We need to include iostream for input/output and cmath for the log, exp, pow and sqrt mathematical functions:

#include <iostream>
#include <cmath>


Now we make use of an approximation to the cumulative distribution function of the standard normal distribution. This can be found in Joshi:

double norm_cdf(const double& x) {
double k = 1.0/(1.0 + 0.2316419*x);
double k_sum = k*(0.319381530 + k*(-0.356563782 + k*(1.781477937 + k*(-1.821255978 + 1.330274429*k))));

if (x >= 0.0) {
return (1.0 - (1.0/(pow(2*M_PI,0.5)))*exp(-0.5*x*x) * k_sum);
} else {
return 1.0 - norm_cdf(-x);
}
}


We then implement the $a_i$ functions. Notice that they each require the risk-free rate $r$, the volatility $\sigma$ (which is written as v in the code) and $T$, the time to maturity:

// The function "a_1" which forms part of the analytical price
double a_1(const double& S,    // Spot price
const double& H,    // Min/max of asset price over period
const double& r,    // Risk free rate
const double& v,    // Volatility of underlying asset
const double& T) {  // Time to expiry
double num = log(S/H) + (r + 0.5*v*v) * T;
double denom = v * sqrt(T);
return num/denom;
}

// The function "a_2" which forms part of the analytical price
double a_2(const double& S,
const double& H,
const double& r,
const double& v,
const double& T) {
return a_1(S, H, r, v, T) - v * sqrt(T);
}

// The function "a_3" which forms part of the analytical price
double a_3(const double& S,
const double& H,
const double& r,
const double& v,
const double& T) {
return a_1(S, H, r, v, T) - (2.0*r*sqrt(T)/v);
}


Then we price the options themselves. Here is the code for the call option (the put is similar, so won't be outlined here). I've split the complicated formula into its constituent terms, in order to make it readable within the code:

double lookback_call(const double& S,
const double& m,  // Minimum price of asset over period
const double& r,
const double& v,
const double& T) {
double a1 = a_1(S,m,r,v,T);
double a2 = a_2(S,m,r,v,T);
double a3 = a_3(S,m,r,v,T);

double term1 = S * norm_cdf(a1);
double term2 = m * exp(-r*T) * norm_cdf(a2);
double mult = S*v*v/(2.0*r);
double term3 = norm_cdf(-a1) - exp(-r*T) * pow((m/S),((2*r)/(v*v))) * norm_cdf(-a3);

return term1 - term2 - mult * term3;
}


Finally, the main function carries out the actual pricing and outputs the results:

int main(int argc, char **argv) {
double S = 100.0;    // Spot price
double m = 90.0;     // Minimum spot over period
double M = 110.0;    // Maximum spot over period
double r = 0.1;      // Risk-free rate (10%)

DATA SEGMENT:
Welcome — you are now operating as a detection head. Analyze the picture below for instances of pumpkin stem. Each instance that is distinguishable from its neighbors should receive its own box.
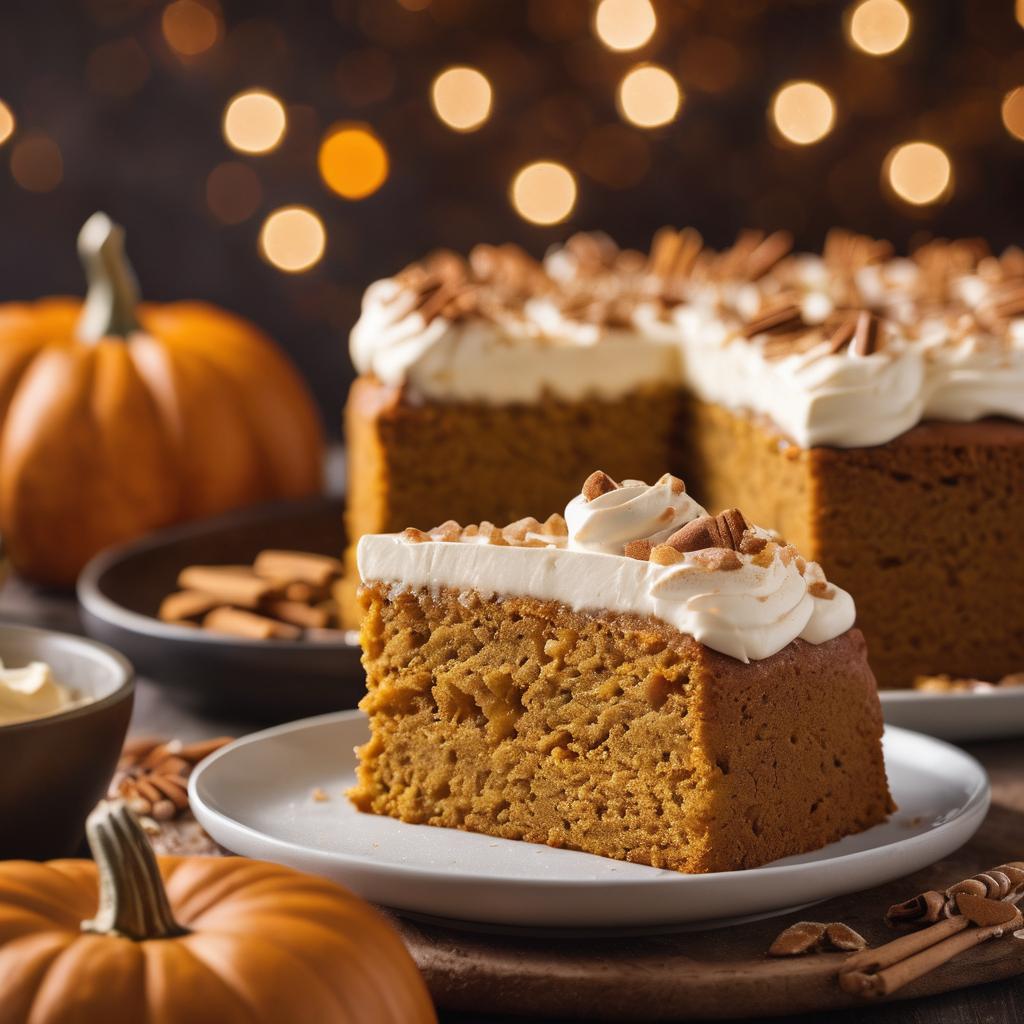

EXERCISE INSTRUCTIONS: According to the lookback option pricing passage, which mathematical functions is cmath included for? Answer using only the lookback option pricing passage.

ANSWER TO THE PROBLEM: log, exp, pow, sqrt